## BEGIN

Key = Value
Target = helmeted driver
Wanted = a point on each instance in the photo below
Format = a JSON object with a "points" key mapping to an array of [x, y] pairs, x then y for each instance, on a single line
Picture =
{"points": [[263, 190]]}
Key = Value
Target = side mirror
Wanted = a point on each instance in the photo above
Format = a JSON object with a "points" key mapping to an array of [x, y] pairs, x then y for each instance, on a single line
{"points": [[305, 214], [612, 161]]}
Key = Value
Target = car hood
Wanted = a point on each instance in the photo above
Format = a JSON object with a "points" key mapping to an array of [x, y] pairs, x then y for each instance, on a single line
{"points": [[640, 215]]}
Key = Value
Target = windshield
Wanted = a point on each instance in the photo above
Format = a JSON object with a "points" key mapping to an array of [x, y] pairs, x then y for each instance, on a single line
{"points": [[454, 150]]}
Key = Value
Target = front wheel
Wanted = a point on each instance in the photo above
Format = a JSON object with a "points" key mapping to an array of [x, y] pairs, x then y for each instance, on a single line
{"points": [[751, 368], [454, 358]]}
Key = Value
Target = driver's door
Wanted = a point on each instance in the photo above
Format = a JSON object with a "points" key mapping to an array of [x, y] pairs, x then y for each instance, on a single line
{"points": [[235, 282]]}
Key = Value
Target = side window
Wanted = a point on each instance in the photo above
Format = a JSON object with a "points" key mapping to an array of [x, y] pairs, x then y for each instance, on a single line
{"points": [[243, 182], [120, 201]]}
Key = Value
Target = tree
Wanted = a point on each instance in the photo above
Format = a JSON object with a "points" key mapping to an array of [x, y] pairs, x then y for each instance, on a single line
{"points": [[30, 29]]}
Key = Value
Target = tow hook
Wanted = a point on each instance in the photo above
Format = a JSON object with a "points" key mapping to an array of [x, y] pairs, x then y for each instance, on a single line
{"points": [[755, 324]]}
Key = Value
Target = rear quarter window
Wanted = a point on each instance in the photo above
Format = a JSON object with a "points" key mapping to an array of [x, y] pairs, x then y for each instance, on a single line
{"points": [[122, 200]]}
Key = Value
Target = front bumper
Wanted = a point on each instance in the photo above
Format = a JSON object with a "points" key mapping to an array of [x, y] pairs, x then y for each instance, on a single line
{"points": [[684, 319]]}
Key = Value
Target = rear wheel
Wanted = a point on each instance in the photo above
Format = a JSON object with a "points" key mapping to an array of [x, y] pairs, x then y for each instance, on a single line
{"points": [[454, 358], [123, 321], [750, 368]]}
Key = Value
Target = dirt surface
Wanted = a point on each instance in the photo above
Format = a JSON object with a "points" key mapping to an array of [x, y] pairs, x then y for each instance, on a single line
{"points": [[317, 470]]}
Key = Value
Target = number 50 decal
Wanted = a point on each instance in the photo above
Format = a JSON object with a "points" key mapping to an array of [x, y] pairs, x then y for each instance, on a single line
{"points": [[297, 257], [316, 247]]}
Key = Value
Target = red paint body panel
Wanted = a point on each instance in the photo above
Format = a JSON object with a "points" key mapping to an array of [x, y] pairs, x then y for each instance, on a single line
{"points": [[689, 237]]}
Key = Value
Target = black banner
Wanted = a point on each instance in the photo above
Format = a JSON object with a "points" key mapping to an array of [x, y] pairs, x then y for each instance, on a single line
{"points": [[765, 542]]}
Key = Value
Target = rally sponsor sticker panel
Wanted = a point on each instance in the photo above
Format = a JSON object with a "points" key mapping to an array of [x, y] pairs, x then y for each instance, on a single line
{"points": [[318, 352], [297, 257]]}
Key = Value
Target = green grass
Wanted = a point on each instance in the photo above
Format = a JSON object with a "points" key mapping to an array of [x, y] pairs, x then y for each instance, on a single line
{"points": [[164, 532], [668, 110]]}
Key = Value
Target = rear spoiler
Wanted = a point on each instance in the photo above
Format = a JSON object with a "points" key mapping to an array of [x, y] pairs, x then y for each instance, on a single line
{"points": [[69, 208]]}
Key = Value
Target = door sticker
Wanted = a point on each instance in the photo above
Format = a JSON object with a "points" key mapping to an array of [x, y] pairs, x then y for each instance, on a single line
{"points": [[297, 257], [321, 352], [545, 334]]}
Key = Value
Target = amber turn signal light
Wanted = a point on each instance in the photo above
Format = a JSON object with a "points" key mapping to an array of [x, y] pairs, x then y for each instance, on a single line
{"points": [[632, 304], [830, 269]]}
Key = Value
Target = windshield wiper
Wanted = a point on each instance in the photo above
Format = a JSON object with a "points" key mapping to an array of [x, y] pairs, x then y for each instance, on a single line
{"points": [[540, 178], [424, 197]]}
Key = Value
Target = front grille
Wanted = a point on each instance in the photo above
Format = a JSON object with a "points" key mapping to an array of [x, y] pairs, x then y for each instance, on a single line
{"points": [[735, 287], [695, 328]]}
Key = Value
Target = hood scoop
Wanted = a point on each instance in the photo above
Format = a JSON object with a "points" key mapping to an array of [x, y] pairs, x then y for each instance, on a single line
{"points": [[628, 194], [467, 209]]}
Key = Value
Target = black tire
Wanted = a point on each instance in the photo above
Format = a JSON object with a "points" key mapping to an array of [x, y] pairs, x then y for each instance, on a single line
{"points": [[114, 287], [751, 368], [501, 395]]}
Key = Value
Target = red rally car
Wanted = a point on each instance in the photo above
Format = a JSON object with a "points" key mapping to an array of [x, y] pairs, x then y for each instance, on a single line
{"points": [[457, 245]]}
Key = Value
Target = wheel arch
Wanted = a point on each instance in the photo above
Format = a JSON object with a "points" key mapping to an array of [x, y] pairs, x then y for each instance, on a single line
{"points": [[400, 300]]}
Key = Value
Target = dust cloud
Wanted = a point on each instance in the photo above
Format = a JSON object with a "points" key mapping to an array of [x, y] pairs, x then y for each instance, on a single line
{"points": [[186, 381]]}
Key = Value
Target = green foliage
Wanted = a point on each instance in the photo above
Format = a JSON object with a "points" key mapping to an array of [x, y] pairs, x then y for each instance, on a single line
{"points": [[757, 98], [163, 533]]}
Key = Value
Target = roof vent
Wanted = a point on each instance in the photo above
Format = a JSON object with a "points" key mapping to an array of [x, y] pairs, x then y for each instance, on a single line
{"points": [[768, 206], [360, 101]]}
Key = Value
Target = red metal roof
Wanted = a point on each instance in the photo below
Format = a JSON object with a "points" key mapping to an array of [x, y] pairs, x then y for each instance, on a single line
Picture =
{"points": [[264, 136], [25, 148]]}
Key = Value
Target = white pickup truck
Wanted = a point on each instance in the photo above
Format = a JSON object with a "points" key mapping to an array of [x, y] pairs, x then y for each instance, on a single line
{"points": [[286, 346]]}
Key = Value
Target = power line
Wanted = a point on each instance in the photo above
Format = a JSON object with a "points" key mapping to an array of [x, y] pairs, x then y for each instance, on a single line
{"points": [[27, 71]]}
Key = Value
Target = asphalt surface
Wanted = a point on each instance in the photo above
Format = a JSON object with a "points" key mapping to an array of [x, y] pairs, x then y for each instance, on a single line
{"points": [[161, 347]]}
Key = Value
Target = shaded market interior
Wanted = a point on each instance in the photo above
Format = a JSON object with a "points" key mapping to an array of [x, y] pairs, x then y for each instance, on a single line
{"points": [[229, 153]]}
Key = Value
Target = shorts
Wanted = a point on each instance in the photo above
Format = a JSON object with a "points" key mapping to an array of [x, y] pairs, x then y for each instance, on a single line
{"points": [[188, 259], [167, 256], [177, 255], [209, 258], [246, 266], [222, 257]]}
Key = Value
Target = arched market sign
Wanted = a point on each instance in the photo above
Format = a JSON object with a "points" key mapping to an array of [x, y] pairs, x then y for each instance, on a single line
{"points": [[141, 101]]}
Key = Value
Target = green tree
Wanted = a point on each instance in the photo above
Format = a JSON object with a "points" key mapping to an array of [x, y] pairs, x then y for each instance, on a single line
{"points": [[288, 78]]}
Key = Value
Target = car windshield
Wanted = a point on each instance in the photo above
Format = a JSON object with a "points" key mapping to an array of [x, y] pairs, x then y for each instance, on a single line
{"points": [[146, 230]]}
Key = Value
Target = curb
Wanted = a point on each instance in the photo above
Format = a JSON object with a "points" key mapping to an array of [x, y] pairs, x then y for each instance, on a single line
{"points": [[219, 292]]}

## END

**What is being asked**
From the data above, copy each line that contains the string "surface". Case matters.

**Output below**
Target = dirt surface
Target = asphalt surface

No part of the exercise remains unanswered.